Images for object localization:
____________________

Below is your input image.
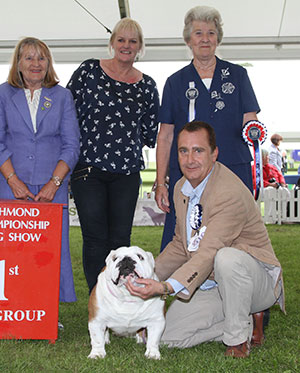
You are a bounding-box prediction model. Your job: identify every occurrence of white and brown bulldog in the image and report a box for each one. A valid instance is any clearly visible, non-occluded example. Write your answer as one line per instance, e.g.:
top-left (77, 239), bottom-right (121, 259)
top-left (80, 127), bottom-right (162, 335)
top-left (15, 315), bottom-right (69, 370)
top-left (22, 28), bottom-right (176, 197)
top-left (88, 246), bottom-right (165, 360)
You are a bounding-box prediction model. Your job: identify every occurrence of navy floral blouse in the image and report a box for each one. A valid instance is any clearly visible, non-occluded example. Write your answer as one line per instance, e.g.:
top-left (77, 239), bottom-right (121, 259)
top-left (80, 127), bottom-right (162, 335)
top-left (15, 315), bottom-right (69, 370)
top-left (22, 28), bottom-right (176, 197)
top-left (67, 59), bottom-right (159, 174)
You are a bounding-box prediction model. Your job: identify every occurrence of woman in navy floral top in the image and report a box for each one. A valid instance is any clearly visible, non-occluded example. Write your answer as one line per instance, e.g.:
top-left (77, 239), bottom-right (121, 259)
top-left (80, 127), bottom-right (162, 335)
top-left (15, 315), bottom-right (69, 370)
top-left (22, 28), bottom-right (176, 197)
top-left (67, 18), bottom-right (159, 292)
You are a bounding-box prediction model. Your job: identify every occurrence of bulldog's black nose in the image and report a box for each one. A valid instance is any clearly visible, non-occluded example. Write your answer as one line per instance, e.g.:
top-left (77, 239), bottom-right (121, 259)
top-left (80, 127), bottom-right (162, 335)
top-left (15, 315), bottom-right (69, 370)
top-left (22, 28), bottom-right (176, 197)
top-left (117, 256), bottom-right (136, 277)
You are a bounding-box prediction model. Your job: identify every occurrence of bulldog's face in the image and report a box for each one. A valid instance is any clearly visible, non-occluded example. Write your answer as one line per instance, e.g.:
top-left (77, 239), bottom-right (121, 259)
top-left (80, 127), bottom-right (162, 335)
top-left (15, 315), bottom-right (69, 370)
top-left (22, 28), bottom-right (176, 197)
top-left (105, 246), bottom-right (155, 287)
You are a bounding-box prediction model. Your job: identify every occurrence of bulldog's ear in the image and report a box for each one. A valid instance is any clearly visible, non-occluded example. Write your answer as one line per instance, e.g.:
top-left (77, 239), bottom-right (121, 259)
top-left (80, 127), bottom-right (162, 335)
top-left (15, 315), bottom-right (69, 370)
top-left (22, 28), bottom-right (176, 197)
top-left (146, 252), bottom-right (155, 267)
top-left (106, 250), bottom-right (116, 265)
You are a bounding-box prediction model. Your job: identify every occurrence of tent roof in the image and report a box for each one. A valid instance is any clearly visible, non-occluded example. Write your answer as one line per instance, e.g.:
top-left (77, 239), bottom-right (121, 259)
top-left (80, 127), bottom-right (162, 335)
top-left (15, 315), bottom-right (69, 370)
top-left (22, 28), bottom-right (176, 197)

____________________

** Task directions **
Every line above with the word "clearly" belongs in the answer, copied as written.

** Result below **
You are a bounding-box prediction model. Your job: identify every occurrence of white and brown bulldog in the image and report a box for each one. A valid instance is any clearly visible, non-occluded example. Write your answer as one line per instance, e.g.:
You are a bounding-box prediction model. Your job: identify every occurrence of navy floral blouse in the image and report a box for each one. A valid instance is any clearly visible, non-occluded example. Write your answer as one line per instance, e.g.:
You are a bounding-box prediction model. Your job: identify every occurrence of woman in navy floral top in the image and report a box for each one. A valid instance is any clearly visible, non-occluded example. Write your answer as one line per instance, e.g.:
You are a bounding-box prediction model. Your job: identify every occurrence of bulldog's black nose in the image and report a box for each one. A valid instance is any clearly visible, non-occluded example. Write your answer as one line per instance, e.g.:
You are a bounding-box prediction model. Your job: identify every occurrence of bulldog's face in the image and report a box for each one. A valid instance is any clearly visible, non-occluded example. Write your answer as one line per instance, e.g.:
You are a bounding-box prediction model. Your job: identify every occurrence of bulldog's ear in the image and report a box for each one. A valid instance is any clearly visible, non-occluded example. Write your answer as one line per instance, e.g.:
You are a bounding-box prediction model. Your job: identify every occurrence of tent roof in the image and report a box for each one. A valid instance is any clearly visible, non-occluded example. Write your answer as one line per instance, e.g.:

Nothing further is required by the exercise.